** START Provided information **

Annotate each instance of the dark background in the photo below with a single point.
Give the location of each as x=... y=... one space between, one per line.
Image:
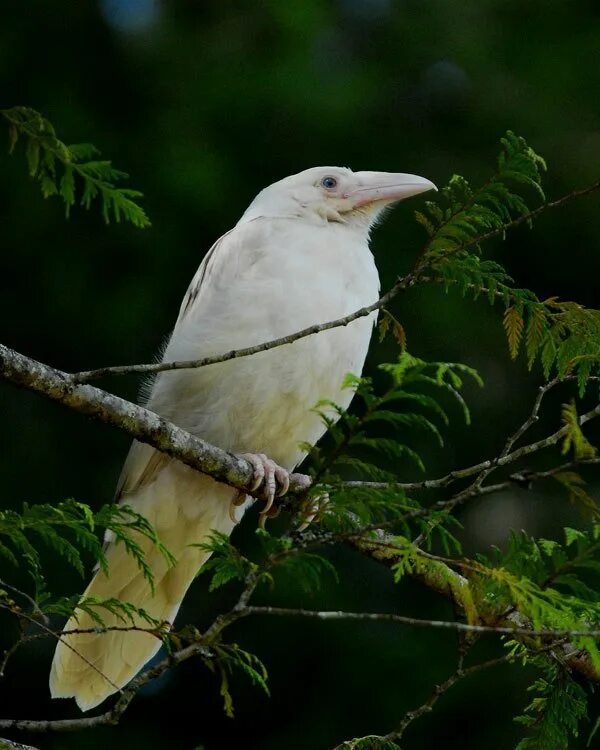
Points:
x=205 y=103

** END Provided information **

Revise the listing by replacing "dark background" with "shadowed area" and leaving every other part unchanged. Omit the pictures when you reproduce it.

Annotate each instance of the shadowed area in the photo below with a single point.
Give the location of each as x=... y=... one space between, one per line.
Image:
Points:
x=205 y=103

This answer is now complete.